§ WHAT TO PRODUCE
From the forum thread on anxiety below, print everything from "I think back" down to "the way i am.".

§ GIVEN TEXT
::::::::

Do you ever think- ''How did i end up this way?''

recluse

Well-known member
I often think to myself ''How did i end up this anxious mess?''

I think back to my childhood when i was carefree...Nothing else mattered apart from the worry that Santa Claus would not bring me the toys i wanted at Christmas. I wish i could have the same simplistic attitutude to life now...I notice that other people seem to be relaxed and carefree, but i am always edgy and worried about stuff. My sense of humour feels as if it's been sucked out of me....I am most of the time uptight and i know that inside of me there's an outgoing clown desperate to break out....My own body feels like a prison to my soul....i'm a slave to my own mind. I have to fake a smile and fake a laugh just to fit in but faking is so tiring.

I just don't understand how i ended up the way i am.
 
Not really, because I've pretty much always been like this, I can't recall ever not having these problems. I just never thought it would get this bad.

::::::::

§ SOURCE MATERIAL
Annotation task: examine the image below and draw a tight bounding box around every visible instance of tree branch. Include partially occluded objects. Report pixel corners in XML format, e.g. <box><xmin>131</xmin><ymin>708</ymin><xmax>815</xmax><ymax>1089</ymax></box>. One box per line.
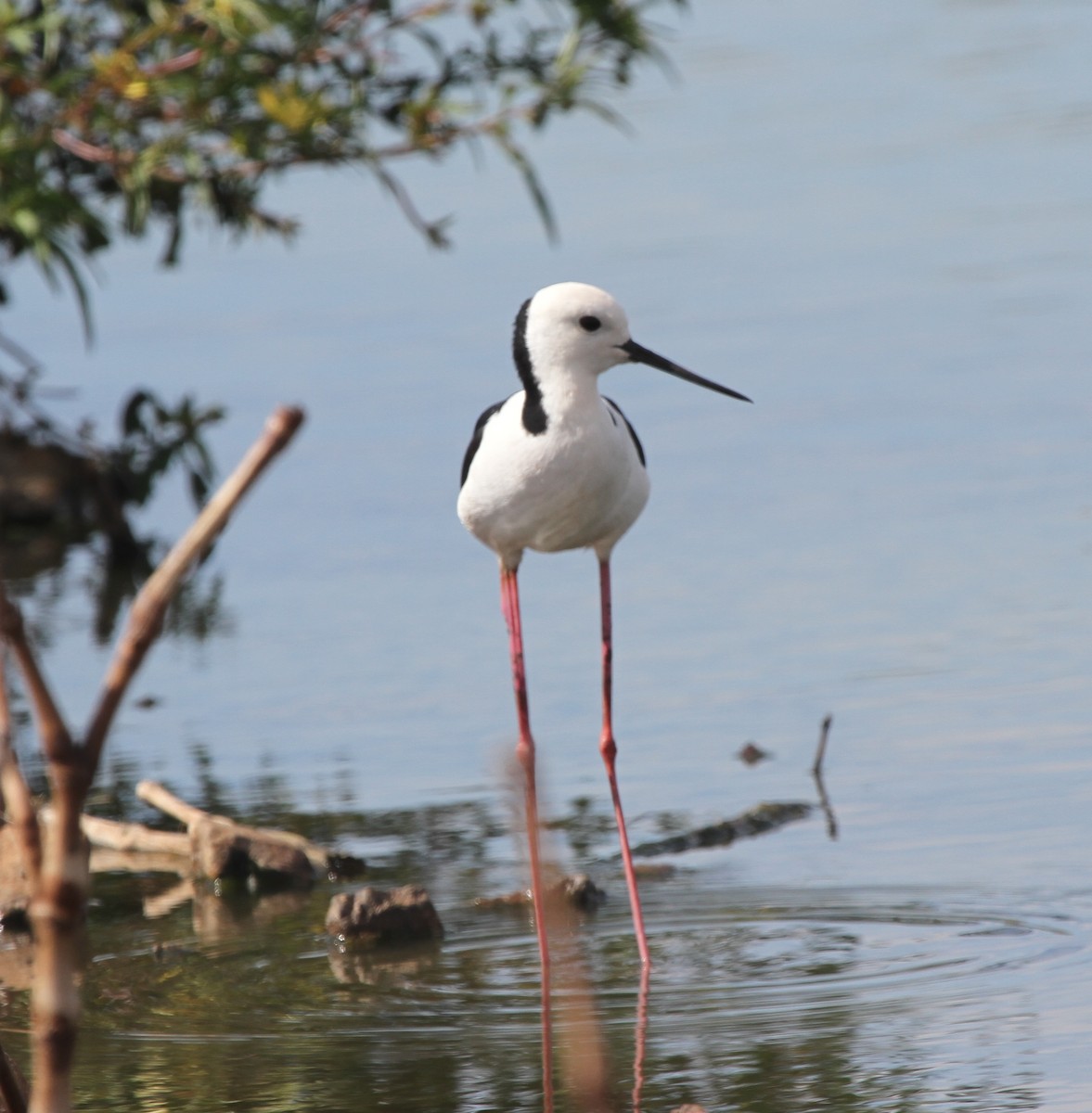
<box><xmin>84</xmin><ymin>406</ymin><xmax>304</xmax><ymax>777</ymax></box>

::::::::

§ WORKED ANSWER
I think back to my childhood when i was carefree...Nothing else mattered apart from the worry that Santa Claus would not bring me the toys i wanted at Christmas. I wish i could have the same simplistic attitutude to life now...I notice that other people seem to be relaxed and carefree, but i am always edgy and worried about stuff. My sense of humour feels as if it's been sucked out of me....I am most of the time uptight and i know that inside of me there's an outgoing clown desperate to break out....My own body feels like a prison to my soul....i'm a slave to my own mind. I have to fake a smile and fake a laugh just to fit in but faking is so tiring.

I just don't understand how i ended up the way i am.